> **WHAT THIS TASK INVOLVES**: Print everything in the entries below, from the line containing "Help me locate the white t-shirt" down to the line containing "11,0 -> 1000,332", with both of those lines included.

• • • • •

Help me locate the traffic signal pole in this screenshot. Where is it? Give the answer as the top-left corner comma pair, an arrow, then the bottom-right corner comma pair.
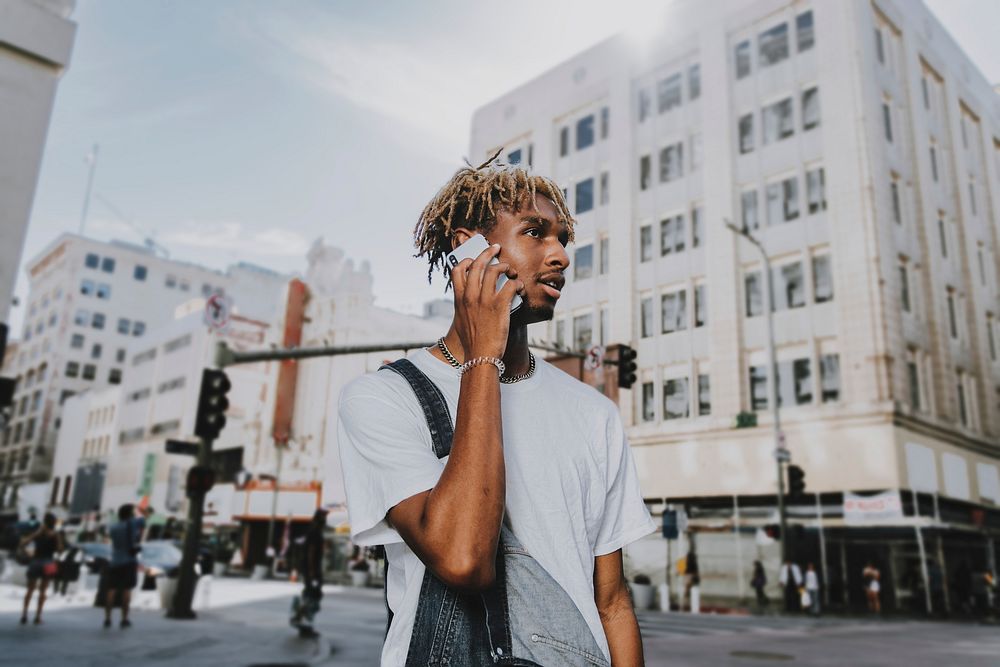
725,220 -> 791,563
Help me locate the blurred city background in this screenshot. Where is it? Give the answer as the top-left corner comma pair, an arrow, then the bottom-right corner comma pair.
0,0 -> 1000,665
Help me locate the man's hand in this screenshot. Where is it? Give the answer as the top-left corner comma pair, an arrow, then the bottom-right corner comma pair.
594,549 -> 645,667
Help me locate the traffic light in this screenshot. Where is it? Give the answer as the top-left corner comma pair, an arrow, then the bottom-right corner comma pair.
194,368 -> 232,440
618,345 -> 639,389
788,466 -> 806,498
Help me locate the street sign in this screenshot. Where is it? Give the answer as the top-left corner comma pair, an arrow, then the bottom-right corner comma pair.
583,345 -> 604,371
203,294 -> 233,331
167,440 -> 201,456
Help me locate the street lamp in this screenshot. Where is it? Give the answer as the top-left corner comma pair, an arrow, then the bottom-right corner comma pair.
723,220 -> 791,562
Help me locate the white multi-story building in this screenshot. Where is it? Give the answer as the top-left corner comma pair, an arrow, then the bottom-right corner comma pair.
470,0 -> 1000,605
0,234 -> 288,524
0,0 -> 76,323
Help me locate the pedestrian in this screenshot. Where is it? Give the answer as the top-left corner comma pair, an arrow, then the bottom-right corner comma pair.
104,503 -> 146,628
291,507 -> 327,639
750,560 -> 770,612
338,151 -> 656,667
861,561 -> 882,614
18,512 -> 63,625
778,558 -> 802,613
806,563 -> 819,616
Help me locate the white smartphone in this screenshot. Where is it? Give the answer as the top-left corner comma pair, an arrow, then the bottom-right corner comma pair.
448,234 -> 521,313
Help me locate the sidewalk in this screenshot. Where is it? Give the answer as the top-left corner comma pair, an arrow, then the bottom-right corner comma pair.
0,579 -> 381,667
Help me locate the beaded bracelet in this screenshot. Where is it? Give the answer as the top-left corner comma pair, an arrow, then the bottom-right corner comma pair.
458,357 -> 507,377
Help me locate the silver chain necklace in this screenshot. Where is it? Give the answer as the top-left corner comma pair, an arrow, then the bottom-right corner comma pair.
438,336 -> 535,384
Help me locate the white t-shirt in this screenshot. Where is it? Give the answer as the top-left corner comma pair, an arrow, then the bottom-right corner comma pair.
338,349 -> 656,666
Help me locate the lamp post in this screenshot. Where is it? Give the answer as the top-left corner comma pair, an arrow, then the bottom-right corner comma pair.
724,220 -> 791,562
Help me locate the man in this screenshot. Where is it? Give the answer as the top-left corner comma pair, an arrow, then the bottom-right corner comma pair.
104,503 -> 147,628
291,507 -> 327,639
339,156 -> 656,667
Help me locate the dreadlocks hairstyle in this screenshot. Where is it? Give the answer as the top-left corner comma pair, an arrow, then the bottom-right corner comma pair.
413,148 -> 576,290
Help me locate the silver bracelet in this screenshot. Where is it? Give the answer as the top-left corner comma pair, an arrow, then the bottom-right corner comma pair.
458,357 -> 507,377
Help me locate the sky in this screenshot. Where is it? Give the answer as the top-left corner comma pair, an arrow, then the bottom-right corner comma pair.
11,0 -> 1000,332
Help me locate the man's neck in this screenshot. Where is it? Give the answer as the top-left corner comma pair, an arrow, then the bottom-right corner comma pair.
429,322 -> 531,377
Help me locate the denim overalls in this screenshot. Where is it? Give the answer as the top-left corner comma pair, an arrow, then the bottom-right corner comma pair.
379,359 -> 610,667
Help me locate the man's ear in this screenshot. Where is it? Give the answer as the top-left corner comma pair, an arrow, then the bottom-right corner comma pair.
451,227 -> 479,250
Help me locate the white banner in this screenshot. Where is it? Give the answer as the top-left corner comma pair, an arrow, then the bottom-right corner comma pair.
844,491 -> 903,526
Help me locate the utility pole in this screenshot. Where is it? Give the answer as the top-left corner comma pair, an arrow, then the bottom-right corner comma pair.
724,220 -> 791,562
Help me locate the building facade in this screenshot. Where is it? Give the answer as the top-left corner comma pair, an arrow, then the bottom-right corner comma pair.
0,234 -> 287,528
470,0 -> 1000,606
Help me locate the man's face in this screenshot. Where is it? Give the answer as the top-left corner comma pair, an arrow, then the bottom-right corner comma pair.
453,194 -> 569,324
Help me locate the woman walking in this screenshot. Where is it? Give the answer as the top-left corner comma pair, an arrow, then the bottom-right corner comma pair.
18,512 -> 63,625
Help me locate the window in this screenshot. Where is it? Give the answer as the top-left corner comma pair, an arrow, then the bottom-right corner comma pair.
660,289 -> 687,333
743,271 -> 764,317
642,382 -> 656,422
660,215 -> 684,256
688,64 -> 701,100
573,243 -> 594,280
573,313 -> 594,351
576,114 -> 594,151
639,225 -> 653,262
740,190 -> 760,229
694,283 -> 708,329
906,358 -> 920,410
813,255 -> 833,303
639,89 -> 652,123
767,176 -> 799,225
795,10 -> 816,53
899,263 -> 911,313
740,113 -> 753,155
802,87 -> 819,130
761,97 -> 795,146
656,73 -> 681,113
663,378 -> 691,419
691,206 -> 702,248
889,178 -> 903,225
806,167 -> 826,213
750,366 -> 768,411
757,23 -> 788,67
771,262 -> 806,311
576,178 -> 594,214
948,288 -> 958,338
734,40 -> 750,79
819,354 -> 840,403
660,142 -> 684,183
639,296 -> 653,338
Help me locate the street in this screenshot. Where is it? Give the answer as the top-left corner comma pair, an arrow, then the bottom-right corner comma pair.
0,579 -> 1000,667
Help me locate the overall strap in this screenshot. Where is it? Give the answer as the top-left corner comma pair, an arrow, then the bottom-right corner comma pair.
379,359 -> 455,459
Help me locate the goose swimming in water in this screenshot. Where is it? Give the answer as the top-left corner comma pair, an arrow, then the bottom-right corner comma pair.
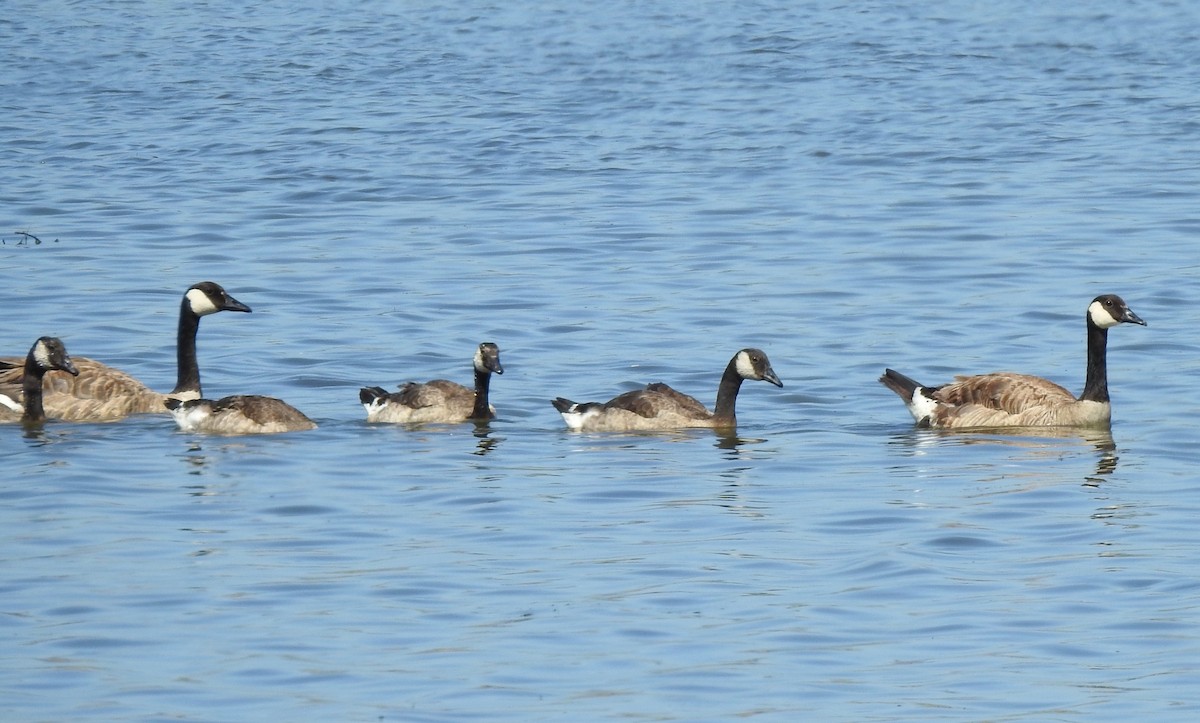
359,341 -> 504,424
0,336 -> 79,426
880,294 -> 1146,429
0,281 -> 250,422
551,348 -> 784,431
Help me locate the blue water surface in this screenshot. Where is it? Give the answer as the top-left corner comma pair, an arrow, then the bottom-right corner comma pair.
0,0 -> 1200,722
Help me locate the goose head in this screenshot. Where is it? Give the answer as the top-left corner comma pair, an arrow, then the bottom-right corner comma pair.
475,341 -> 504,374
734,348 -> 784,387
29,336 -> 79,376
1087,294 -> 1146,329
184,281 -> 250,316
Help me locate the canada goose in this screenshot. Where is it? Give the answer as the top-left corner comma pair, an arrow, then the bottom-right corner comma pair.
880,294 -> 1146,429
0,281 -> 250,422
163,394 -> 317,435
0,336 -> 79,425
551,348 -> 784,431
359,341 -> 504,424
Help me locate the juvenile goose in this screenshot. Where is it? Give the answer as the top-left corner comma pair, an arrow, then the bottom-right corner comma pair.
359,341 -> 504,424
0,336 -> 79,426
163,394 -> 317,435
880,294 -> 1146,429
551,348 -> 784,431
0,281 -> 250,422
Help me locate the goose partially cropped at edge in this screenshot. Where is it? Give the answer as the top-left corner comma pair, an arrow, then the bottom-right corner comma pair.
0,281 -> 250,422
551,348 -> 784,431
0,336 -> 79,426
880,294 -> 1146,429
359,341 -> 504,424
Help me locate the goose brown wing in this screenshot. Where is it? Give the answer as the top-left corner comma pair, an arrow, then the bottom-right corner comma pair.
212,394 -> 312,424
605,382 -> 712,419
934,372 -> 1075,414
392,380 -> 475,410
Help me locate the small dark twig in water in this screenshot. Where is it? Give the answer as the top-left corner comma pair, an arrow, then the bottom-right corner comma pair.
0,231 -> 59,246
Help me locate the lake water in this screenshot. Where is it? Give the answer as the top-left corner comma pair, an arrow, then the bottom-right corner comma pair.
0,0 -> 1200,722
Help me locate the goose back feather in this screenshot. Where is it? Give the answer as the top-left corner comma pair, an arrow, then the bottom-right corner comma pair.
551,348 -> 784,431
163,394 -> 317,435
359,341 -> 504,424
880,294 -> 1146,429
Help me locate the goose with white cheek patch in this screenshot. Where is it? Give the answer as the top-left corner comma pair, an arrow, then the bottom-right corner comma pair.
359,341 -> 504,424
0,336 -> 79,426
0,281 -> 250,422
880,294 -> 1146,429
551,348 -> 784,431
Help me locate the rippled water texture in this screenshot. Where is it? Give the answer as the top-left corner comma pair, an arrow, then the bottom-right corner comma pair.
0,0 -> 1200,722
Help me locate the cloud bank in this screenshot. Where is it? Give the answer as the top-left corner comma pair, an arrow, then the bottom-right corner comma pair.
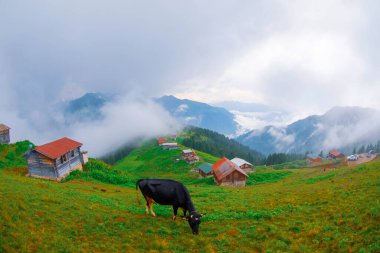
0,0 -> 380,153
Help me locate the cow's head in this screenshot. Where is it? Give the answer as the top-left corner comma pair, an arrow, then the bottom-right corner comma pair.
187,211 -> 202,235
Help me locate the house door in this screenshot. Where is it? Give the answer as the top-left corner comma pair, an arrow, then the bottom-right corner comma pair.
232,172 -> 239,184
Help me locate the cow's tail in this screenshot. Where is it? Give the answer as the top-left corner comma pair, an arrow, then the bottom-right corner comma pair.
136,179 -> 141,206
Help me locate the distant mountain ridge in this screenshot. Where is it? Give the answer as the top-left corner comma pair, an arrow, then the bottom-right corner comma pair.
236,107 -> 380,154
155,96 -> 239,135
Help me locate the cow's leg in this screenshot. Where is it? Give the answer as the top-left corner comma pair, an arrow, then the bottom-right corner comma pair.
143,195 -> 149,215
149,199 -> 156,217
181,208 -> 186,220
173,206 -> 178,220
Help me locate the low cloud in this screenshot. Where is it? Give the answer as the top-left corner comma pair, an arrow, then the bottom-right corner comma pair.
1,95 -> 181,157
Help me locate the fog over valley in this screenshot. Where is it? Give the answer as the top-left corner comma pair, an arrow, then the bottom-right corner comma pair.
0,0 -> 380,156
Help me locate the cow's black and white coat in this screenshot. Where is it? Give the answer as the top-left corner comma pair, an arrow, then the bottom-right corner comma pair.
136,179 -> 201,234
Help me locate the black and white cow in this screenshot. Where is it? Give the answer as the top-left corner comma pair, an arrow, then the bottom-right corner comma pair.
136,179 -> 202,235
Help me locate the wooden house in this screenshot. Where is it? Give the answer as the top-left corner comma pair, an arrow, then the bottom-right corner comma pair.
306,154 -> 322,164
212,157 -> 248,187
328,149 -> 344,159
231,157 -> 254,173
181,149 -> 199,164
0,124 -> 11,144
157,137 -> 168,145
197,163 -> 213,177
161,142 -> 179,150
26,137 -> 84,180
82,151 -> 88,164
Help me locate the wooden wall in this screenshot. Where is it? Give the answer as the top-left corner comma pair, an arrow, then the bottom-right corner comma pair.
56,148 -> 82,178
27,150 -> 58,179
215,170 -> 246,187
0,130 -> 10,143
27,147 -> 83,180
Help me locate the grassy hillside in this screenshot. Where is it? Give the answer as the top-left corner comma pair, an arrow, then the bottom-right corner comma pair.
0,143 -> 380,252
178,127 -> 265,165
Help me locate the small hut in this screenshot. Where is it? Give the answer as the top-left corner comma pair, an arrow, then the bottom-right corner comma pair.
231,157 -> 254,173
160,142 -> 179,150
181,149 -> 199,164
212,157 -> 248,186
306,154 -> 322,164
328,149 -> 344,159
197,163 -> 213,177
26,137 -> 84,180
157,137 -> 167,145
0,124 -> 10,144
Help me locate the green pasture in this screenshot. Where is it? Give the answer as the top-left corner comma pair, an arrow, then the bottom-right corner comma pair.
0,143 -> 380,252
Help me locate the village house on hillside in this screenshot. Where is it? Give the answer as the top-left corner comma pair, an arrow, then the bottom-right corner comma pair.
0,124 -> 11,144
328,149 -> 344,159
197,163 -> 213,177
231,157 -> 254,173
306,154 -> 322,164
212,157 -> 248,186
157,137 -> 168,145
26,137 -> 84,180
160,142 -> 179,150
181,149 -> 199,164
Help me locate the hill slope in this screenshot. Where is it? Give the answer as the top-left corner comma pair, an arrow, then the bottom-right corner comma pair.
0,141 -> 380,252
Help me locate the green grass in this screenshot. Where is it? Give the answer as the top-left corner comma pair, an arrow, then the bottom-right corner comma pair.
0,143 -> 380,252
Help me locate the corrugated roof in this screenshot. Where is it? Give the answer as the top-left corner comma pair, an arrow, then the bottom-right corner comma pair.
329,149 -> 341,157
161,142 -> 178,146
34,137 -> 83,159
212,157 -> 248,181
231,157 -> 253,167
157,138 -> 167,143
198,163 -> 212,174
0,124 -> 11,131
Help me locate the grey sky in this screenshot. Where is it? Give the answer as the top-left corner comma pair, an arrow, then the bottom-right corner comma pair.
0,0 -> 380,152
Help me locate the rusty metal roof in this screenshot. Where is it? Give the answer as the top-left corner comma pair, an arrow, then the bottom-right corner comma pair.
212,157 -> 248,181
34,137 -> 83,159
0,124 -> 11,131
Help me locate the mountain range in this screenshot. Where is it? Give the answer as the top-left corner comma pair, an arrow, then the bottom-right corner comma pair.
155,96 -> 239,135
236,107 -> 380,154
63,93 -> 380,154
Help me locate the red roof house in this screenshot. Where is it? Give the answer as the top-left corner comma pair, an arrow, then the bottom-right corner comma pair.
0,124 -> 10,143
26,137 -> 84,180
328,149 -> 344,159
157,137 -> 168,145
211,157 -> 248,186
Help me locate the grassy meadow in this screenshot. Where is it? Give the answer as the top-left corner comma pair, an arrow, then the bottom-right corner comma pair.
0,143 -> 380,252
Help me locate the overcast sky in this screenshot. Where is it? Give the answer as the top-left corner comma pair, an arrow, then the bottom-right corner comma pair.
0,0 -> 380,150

• • • • •

> **TASK SOLUTION**:
Help me locate the white t-shirt in this screenshot. Where is it? Give the answer as the top-left corner comma pair, an arrow, then the bottom-right corner comma pair.
338,349 -> 656,666
Help me locate the lamp post in this screenshot. Where is it? Give the answer as the top-left corner comma pair, an arrow, then the bottom-right corner comma pair.
724,220 -> 791,562
Help me locate the man in this screenshot. Where is it? Give the answer as the top-left corner comma pair, an arrow, then the bottom-right corner comma pair.
104,503 -> 147,628
291,507 -> 327,639
339,156 -> 656,667
Help me locate the dreadlocks hairstyle in this screenshot. Where is it? Give the answer as the top-left corner comma pair, an arrow, then the bottom-right corner comma pair.
413,148 -> 576,290
Help me locate the silver bracelet in this screenshot. Where is it? Give the answer as the top-left corner comma pair, an arrow, then the bottom-right corner comma pair.
458,357 -> 507,377
Help me locate the sky in this screenshot. Where is it? Give the answer as the top-left corner comma pair, an arrow, then the bottom-right corner comma pair.
11,0 -> 1000,332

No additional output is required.